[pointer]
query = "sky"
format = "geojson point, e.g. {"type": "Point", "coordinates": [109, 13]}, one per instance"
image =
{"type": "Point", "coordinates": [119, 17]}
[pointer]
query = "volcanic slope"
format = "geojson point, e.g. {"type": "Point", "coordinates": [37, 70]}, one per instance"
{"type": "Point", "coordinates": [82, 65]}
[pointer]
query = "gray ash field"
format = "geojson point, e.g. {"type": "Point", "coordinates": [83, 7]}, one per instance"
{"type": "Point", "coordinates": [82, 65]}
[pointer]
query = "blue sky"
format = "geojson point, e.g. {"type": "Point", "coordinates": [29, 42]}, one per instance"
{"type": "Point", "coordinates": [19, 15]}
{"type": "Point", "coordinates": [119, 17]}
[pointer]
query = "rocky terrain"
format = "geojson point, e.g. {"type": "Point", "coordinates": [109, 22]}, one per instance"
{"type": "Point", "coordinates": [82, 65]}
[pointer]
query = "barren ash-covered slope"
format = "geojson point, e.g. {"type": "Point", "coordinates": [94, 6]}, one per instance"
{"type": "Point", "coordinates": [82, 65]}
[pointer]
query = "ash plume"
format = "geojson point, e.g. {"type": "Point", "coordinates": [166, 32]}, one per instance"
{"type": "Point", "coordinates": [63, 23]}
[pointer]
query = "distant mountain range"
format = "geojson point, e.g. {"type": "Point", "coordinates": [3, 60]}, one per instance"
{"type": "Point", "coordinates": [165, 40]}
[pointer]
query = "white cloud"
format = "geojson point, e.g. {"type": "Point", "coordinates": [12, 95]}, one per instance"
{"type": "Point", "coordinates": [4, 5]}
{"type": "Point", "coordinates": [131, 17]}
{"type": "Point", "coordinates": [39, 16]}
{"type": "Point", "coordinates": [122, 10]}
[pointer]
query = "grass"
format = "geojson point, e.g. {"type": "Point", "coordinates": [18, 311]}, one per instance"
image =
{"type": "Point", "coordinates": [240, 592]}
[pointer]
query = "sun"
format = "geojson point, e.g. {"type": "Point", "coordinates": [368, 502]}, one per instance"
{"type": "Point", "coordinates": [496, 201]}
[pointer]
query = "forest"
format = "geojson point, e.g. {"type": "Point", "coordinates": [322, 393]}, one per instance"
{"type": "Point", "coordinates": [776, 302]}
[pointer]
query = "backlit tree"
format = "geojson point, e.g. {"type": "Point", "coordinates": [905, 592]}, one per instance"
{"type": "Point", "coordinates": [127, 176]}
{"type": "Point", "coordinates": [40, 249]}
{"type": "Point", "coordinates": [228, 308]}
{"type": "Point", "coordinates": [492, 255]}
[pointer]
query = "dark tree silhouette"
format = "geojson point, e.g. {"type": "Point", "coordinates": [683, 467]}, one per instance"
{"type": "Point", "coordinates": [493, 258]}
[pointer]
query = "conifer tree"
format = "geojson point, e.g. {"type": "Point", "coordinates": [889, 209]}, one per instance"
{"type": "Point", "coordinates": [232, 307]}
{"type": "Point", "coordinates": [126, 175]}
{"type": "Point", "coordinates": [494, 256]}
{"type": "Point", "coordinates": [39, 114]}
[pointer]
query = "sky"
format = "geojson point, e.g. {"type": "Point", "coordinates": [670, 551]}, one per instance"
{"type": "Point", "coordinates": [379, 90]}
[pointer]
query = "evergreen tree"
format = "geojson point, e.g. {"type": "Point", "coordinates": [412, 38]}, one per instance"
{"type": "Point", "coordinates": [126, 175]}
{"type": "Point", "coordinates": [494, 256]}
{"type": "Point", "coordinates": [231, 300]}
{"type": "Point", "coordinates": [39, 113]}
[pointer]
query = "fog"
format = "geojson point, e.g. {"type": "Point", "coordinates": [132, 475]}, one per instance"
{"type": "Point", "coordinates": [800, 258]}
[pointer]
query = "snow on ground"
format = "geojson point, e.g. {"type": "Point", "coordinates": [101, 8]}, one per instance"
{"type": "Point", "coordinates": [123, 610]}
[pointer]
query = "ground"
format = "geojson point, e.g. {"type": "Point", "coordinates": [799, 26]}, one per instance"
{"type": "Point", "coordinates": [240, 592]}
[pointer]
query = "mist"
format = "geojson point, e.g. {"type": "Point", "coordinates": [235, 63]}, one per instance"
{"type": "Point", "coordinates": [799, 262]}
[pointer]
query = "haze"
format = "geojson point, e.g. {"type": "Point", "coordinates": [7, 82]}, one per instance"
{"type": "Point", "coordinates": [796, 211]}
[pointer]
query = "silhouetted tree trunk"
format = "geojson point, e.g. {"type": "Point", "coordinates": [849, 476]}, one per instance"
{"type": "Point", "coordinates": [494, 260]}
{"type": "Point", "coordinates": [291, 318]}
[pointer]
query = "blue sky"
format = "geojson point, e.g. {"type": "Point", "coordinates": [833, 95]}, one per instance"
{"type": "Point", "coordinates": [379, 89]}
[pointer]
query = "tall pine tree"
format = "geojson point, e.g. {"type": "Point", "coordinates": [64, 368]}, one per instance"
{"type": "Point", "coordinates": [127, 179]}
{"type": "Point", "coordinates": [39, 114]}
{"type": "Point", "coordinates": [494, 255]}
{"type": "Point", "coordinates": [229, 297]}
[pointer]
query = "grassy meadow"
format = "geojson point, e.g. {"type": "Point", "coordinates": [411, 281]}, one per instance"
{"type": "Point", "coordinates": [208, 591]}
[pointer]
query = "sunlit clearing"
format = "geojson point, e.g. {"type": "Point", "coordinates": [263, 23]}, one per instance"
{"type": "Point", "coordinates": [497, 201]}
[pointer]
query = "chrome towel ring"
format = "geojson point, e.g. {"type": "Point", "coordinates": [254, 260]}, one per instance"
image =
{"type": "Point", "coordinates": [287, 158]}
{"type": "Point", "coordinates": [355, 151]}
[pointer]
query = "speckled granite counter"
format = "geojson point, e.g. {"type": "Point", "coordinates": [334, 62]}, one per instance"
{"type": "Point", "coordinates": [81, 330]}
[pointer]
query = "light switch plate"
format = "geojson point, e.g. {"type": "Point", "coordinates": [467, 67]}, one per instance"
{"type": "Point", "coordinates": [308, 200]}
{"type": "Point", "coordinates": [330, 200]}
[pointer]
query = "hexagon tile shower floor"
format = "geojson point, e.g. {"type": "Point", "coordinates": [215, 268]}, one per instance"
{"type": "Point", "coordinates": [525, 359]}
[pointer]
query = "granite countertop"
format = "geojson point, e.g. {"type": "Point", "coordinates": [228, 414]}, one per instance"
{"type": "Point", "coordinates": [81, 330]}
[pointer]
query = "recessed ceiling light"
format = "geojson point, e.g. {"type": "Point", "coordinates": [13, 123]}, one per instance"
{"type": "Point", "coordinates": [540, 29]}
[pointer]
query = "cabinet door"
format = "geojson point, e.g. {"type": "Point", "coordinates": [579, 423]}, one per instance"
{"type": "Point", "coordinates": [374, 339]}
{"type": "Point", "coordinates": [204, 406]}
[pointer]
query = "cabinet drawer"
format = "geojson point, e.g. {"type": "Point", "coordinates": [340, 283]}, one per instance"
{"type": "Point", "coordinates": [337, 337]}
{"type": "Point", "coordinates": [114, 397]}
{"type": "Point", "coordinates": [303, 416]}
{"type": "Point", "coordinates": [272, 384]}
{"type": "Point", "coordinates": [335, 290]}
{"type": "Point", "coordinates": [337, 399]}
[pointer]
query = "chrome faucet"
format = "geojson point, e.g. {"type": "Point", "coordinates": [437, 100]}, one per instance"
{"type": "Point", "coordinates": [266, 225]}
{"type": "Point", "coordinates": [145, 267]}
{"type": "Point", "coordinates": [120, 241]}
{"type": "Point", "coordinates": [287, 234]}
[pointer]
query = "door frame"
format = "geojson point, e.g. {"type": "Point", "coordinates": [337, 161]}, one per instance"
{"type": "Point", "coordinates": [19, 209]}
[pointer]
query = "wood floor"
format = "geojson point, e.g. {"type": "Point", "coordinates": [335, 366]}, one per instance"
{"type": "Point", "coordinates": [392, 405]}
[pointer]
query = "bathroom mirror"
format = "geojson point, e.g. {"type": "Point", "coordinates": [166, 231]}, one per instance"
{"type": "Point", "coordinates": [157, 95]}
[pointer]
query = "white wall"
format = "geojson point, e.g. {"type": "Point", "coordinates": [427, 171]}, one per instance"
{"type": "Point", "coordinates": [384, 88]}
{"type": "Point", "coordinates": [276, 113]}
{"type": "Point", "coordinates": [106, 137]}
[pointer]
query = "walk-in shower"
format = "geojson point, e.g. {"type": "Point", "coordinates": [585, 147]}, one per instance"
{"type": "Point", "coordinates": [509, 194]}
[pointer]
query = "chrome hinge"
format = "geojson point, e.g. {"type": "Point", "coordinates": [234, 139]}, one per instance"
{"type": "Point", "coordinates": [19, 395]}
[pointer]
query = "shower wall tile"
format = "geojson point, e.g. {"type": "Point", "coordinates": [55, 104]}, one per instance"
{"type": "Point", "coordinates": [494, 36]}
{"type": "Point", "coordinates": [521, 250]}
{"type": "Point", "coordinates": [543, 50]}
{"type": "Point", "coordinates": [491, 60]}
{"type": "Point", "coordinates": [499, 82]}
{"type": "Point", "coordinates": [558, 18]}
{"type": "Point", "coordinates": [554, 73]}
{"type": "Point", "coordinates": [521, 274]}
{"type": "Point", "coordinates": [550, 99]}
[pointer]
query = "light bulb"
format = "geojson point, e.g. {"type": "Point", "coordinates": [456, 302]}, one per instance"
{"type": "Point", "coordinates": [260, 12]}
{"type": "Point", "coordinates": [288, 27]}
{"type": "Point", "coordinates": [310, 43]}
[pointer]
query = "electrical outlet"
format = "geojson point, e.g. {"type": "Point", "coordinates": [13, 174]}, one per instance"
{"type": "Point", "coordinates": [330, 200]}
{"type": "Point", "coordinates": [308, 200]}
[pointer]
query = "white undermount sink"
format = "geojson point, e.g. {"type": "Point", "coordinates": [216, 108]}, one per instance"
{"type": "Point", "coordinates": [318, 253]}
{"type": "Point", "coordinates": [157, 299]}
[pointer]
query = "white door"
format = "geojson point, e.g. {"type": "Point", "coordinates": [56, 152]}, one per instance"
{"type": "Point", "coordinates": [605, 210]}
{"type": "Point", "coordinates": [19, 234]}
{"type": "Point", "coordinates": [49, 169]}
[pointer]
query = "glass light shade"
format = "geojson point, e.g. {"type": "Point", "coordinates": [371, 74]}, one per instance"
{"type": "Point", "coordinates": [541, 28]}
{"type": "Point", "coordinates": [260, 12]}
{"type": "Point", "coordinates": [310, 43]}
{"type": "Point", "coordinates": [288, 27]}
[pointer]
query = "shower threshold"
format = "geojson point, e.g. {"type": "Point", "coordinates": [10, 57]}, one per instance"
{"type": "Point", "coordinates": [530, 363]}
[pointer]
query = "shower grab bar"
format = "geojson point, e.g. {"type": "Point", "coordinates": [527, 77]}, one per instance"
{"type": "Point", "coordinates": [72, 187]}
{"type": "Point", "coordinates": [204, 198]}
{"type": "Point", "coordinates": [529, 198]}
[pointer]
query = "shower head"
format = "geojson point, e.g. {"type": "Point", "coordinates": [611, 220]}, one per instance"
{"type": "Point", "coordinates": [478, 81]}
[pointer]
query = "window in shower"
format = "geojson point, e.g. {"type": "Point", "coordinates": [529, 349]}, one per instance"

Exercise prompt.
The word "tile" appears in some lines of the data. Copy every one of those lines.

The answer.
query = "hexagon tile shower floor"
query = "shower wall tile"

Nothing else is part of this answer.